- [The task]: Extend the account of the night out at the club, picking up right after the last sentence about chatting under the heat lamp.

- [Selected passage]:
Zach got there first and still being new to the city, he was wary of being alone in the club. I arrived and immediately ran into Mark outside at the door. But it was freezing outside and while on the train down to Union Square, Zach had sent a panicked "I'm scared" message so I knew I needed to hurry inside. Once there, we enjoyed a couple of $1 drinks in the crowded melee as well as some fun pop tunes. I heard some vague strains of something that sounded like Dolly while in line for coat check, but aside from a mix of "9 to 5" an hour later, that was as far as the listening party went. Mike joined a little while later and he and Zach got nice and drunk while I stayed sober to drive Mike home later.

The good news of the night was that I was far from the oldest person there. A few guys looked like they had escaped from a nursing home, so that was comforting. Plus, the bathroom had hand dryers so I didn't need to use toilet paper to dry my hands this time. Then again, the hand dryer was about as powerful as waving your hands in the air like you just don't care, but it was better than it used to be. I also had some time to chat with Mark downstairs under a heat lamp while he alternated eating a sandwich and passing out flyers for 1984.

[Free-text object descriptions]
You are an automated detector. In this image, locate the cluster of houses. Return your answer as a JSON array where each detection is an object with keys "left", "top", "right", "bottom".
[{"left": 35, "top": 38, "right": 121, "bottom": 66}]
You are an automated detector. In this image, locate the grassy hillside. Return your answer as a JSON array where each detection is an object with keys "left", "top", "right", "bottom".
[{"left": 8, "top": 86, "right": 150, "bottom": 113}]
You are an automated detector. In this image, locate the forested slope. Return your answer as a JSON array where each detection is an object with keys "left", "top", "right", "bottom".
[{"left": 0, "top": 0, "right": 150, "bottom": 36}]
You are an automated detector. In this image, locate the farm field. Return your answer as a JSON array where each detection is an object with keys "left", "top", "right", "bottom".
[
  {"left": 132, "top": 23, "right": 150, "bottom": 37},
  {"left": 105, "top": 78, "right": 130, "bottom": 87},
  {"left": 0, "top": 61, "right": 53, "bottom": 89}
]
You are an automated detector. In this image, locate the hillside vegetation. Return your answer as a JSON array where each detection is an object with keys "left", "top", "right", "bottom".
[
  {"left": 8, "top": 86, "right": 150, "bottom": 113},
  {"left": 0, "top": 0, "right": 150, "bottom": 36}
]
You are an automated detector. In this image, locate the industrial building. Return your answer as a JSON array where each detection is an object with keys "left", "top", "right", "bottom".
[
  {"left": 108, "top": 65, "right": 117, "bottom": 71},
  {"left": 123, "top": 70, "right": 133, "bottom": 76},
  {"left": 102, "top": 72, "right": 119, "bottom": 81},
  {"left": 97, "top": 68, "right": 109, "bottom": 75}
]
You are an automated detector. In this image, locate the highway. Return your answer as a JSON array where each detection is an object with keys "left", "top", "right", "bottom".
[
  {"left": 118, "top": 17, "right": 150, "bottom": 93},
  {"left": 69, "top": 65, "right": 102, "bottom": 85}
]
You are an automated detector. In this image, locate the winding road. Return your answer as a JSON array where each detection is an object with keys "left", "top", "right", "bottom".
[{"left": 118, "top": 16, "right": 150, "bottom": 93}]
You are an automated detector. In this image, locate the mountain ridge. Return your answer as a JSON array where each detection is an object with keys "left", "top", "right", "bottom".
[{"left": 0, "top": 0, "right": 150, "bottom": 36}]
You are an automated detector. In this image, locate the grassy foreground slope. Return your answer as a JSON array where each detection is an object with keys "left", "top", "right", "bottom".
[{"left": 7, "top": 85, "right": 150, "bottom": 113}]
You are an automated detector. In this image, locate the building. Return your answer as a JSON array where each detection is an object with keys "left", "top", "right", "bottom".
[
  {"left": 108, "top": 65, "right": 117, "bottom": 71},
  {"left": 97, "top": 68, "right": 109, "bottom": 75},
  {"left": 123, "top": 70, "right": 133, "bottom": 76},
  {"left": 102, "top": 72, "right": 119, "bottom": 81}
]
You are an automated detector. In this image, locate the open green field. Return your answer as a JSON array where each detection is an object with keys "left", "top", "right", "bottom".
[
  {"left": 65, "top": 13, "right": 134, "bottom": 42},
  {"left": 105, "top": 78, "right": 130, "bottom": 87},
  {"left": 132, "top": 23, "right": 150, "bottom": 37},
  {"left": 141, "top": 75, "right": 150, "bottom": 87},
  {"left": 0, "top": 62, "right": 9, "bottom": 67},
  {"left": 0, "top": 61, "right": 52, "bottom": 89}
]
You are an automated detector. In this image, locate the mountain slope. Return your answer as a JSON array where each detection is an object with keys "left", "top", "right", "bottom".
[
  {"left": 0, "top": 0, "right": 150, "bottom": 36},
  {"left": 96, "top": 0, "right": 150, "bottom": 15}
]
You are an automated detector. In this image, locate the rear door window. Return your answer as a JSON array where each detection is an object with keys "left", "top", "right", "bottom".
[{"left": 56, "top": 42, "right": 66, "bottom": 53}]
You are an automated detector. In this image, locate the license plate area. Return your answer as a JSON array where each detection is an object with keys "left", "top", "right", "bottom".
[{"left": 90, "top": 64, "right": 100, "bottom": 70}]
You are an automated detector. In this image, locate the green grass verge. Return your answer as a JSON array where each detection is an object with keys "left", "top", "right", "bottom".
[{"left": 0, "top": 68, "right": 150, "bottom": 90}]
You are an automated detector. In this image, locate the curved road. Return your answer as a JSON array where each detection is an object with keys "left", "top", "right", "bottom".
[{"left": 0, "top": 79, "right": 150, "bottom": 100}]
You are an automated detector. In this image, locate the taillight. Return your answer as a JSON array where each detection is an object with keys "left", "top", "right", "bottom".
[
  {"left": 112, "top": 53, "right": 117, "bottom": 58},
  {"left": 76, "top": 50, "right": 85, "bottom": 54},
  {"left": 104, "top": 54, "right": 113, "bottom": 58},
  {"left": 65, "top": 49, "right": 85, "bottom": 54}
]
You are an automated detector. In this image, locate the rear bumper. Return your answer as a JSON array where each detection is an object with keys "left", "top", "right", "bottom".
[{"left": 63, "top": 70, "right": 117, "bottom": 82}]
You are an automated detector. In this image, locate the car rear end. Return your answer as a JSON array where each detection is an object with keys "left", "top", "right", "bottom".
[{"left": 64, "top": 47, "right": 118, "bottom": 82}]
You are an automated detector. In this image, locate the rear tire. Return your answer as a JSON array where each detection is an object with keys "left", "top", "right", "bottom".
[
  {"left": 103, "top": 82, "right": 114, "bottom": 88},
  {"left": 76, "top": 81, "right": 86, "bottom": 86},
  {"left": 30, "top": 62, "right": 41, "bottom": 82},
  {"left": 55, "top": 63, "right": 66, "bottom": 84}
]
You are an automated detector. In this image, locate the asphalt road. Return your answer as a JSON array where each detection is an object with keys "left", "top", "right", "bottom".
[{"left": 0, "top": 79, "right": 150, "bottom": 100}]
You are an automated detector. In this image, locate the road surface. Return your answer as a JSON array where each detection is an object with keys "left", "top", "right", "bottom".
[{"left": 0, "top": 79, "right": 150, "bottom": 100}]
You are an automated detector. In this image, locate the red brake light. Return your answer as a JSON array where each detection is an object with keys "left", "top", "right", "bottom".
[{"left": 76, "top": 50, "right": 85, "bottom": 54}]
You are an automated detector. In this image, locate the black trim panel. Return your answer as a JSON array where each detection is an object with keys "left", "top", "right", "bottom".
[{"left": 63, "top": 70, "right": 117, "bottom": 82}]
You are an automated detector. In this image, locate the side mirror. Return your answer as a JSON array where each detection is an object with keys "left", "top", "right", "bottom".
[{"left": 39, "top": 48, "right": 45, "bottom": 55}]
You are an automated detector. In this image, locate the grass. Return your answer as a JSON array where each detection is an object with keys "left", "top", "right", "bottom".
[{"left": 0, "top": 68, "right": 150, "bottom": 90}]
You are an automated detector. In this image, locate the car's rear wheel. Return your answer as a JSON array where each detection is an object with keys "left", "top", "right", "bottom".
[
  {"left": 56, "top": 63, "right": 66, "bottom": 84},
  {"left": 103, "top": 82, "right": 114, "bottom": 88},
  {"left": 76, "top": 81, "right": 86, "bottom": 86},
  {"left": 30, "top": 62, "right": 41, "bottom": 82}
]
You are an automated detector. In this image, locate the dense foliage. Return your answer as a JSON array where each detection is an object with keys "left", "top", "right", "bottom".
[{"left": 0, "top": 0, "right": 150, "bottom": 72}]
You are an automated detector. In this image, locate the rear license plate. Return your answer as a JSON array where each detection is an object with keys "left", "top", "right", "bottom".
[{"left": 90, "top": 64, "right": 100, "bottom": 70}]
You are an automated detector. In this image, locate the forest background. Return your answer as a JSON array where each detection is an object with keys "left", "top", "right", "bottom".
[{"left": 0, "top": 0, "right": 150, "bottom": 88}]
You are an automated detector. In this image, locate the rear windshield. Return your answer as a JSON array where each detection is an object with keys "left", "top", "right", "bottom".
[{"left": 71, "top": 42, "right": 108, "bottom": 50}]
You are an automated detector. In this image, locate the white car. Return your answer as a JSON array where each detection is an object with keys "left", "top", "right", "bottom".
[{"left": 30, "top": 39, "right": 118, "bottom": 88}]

- [Result of the task]:
By 12:30, Zach was ready to go home, and that left Mike and I with plenty of time to make the 1:00am train and get home in time to watch the new episode of Lost (which was surprisingly good, by the way). Unfortunately both of my organized military guys had lost their coat check tickets in their drunkenness, leaving them forced to plead their cases to the super bitchy coat check girl who didn't know the meaning of the word helpful, let alone how to mime it. In the past, Zach has had a tough relationship with coat check people and last night was no exception. Mike was the voice of reason but unfortunately, coat check lady was so slow we ended up missing our window to take the 1:00am train.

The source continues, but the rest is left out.